BEGIN

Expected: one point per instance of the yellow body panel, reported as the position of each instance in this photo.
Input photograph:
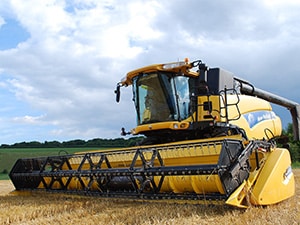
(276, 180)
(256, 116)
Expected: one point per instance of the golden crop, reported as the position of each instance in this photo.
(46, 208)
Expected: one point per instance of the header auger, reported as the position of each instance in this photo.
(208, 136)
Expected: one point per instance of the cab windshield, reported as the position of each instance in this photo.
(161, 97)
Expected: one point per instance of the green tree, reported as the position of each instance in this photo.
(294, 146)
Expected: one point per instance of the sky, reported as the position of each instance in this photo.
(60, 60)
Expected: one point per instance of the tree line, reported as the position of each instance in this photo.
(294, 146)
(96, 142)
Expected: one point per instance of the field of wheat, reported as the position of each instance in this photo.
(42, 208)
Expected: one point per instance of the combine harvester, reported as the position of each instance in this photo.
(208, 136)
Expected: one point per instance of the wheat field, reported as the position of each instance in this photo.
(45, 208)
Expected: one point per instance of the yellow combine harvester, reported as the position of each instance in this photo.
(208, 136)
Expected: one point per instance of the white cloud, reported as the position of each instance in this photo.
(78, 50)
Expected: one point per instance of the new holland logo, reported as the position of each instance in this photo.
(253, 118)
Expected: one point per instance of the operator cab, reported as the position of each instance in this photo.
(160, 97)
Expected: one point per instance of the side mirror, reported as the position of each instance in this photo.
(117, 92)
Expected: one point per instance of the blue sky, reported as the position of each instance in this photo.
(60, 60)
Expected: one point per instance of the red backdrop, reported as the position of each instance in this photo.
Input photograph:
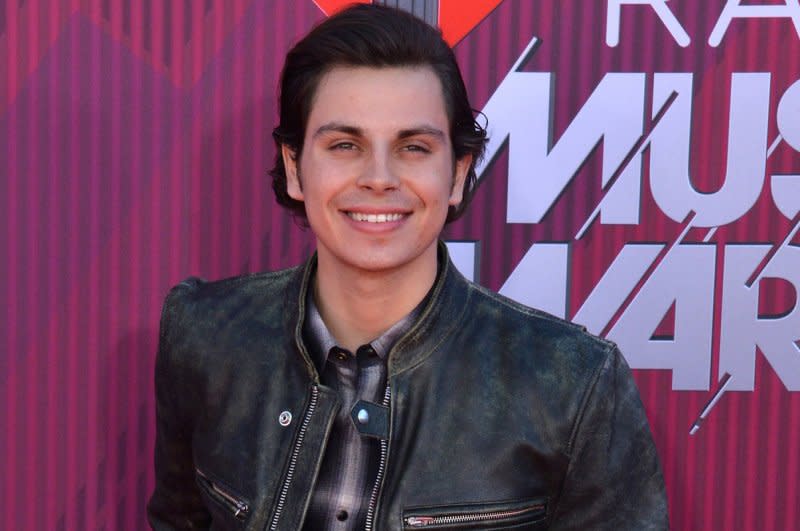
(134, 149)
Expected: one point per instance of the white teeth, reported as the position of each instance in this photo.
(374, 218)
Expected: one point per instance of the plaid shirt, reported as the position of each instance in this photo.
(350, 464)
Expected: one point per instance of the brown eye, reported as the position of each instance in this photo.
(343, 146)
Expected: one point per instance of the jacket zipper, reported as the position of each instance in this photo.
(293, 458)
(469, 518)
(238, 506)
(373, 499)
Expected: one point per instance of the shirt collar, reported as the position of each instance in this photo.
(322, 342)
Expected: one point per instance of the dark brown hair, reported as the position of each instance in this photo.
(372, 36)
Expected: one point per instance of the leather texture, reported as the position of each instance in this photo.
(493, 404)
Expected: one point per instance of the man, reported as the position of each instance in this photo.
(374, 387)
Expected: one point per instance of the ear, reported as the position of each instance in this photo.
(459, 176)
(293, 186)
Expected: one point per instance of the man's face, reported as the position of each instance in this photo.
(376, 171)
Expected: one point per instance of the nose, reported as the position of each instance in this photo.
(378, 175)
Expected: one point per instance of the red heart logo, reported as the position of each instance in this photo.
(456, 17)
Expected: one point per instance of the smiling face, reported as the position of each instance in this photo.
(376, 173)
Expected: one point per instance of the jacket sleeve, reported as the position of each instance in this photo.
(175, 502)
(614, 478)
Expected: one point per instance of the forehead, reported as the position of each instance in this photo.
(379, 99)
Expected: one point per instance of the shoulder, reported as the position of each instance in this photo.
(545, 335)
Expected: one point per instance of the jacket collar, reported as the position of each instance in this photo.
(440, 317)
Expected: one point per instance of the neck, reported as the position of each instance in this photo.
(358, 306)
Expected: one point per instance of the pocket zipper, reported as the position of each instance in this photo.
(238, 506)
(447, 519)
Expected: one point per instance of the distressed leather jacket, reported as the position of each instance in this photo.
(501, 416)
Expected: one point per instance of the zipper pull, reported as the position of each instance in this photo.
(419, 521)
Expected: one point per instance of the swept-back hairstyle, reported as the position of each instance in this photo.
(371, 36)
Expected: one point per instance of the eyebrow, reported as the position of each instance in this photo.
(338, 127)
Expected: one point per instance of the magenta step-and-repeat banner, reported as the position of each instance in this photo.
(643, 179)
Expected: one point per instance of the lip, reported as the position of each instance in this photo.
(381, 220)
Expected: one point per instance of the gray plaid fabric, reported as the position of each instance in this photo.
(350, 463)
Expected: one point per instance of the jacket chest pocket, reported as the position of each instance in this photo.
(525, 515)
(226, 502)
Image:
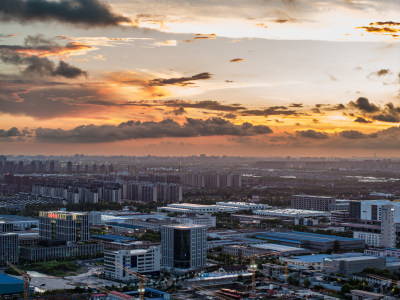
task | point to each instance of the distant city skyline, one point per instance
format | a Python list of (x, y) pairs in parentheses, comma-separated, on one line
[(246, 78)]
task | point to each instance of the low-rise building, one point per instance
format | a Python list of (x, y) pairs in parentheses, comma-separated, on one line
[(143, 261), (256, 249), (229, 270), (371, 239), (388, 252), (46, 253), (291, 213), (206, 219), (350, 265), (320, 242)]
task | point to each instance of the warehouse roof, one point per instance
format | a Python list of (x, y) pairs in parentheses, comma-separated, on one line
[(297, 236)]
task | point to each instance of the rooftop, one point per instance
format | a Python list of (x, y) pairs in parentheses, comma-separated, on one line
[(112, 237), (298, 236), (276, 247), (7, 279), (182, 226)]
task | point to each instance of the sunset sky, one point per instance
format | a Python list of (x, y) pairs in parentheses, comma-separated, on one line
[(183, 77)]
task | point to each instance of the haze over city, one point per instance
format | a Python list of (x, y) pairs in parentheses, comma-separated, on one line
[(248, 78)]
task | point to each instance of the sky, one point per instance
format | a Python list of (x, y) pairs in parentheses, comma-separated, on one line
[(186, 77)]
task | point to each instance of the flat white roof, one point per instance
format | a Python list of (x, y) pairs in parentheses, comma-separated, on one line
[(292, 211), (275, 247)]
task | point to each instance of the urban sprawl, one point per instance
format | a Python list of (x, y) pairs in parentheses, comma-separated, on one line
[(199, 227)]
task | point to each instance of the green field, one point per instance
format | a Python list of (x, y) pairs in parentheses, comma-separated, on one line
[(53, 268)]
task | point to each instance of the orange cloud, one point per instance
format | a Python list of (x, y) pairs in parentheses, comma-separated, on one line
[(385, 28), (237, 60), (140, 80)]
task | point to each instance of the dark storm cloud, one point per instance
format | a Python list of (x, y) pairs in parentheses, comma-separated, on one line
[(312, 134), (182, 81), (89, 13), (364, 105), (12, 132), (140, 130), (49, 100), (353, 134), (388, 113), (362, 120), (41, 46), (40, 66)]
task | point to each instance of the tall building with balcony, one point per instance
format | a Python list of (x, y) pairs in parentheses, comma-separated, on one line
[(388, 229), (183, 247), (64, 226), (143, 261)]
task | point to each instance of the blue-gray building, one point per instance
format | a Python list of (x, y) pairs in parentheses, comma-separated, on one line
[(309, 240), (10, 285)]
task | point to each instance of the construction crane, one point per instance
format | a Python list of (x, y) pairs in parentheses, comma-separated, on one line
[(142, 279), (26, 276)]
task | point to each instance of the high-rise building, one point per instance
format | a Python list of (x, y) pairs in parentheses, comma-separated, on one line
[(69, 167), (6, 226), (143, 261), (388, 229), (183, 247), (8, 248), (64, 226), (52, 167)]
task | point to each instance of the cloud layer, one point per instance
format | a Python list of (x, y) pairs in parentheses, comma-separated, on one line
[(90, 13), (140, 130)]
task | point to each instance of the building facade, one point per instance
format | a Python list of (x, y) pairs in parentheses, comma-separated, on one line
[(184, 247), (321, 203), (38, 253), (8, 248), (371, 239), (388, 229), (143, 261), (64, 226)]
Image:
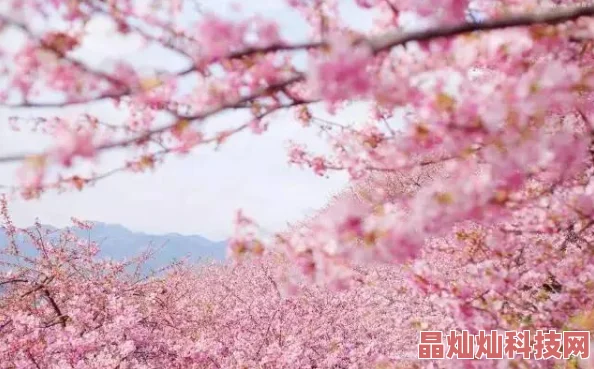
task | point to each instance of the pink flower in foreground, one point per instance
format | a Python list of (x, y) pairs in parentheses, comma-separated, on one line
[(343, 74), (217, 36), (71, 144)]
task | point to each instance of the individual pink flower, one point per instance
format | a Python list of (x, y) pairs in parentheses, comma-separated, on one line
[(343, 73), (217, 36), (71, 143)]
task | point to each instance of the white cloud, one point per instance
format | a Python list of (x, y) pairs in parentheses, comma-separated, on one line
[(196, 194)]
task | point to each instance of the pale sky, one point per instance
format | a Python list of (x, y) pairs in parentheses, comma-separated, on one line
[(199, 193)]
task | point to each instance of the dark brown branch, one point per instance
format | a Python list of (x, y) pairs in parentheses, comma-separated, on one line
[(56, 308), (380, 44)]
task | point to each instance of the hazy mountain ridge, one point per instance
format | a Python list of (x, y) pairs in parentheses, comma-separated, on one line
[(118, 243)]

END

WHAT YOU HAVE TO DO: Which lines run from the one holding "task | point to each instance of the warehouse" through the one holding "task | point to each instance of the orange" in the records above? Repeat them exactly, both included, and nothing more.

EXERCISE RESPONSE:
task | point to each instance of the warehouse roof, one point per instance
format | a Python list of (x, y) pairs in parentheses, comma-separated, on one line
[(297, 236)]
task | point to each instance of the rooftop, one point per instance
format | a Python list of (x, y) pairs in parentheses, comma-separated, on one line
[(112, 237), (298, 236), (276, 247), (7, 279), (182, 226)]
task | point to each instance of the sunset sky, one point per instance
format | a Python list of (x, y) pairs in parentheses, comma-separated, on one line
[(183, 77)]
task | point to each instance of the haze over city, one point per instance
format | a Python list of (x, y) pairs in parentheses, comma-separated, on one line
[(248, 78)]
task | point to each instance of the sky, one point per instance
format | a Python list of (x, y) pairs in parentheses, comma-separated, on one line
[(186, 77)]
task | point to each instance of the flat white roof, one point per instance
format | a Python list of (x, y) pairs in parentheses, comma-separated, on one line
[(292, 211), (275, 247)]
task | point to each instance of the urban sprawl, one point per instance
format | a Python list of (x, y) pairs in parentheses, comma-separated, on one line
[(199, 227)]
task | point to each instance of the green field, one point per instance
format | a Python list of (x, y) pairs in parentheses, comma-separated, on one line
[(53, 268)]
task | point to each instance of the orange cloud, one point per instance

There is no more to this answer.